CHALLENGES:
[1] Transcribe the forum thread between "A DIYer who" and "as the active!).", inclusive.
[2] In the forum thread, what did the DIYer use to extend the light fitting?

# Forum More Stuff Oops!  Not mine, but  nasty little bit of wiring

## Bloss

Doing a few things at my daughter's place including just 'replacing some light shades'. But when I went to remove the shade the fitting simply dropped down (held by a tiny end bit of one screw) to expose this delight (see pic). 
A DIYer who knew enough to get into trouble and not enough to get out. Had used a bit of 3-core flex to extend a light fitting and had connected Blue (Neutral) to Active (Red) and Brown (Active) to Neutral (Black). But that's alright, he realised the wall switch wasn't doing what he wanted so he re-wired that too . . .  :Mad:  
Ah well, it's worked for many years, but through luck and his ignorance getting the single circuit working (he swapped the colours behind the wall plate - so was switching active, but using the black wire up to the fitting as the active!). 
Sigh . . .

----------


## watson

Oh the bliss of being colour blind  :Shock:

----------


## Godzilla73

Wow, such pretty colours... :Yikes2:

----------


## Bloss

> Oh the bliss of being colour blind

  or bein' an ignorant idjit . . . (the dodgy wirer of course not the esteemed Admin)

----------


## watson

hee  hee

----------


## chalkyt

Like I said once before... maybe we need a place to record such things, something like Reece's DIY disasters. My latest was putting my hand up an el cheapo lightshade to hold the cord grip lampholder while I changed a bulb. Hmm... that feels funny, guess what,  the top shroud of the lampholder was missing so you simply grab a handfull of exposed screws and wire. Pleased the power was off... it is a bit of a bugger getting tossed off a ladder even at that low height!

----------


## watson

There ya go ChalkyT.............THE DISASTER ZONE

----------

INFORMATION PROVIDED:

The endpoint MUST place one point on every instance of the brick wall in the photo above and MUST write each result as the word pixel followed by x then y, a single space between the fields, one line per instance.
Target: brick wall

SOLUTIONS TO EACH TASK:
[1]
A DIYer who knew enough to get into trouble and not enough to get out. Had used a bit of 3-core flex to extend a light fitting and had connected Blue (Neutral) to Active (Red) and Brown (Active) to Neutral (Black). But that's alright, he realised the wall switch wasn't doing what he wanted so he re-wired that too . . .  :Mad:  
Ah well, it's worked for many years, but through luck and his ignorance getting the single circuit working (he swapped the colours behind the wall plate - so was switching active, but using the black wire up to the fitting as the active!).

[2] A bit of 3-core flex.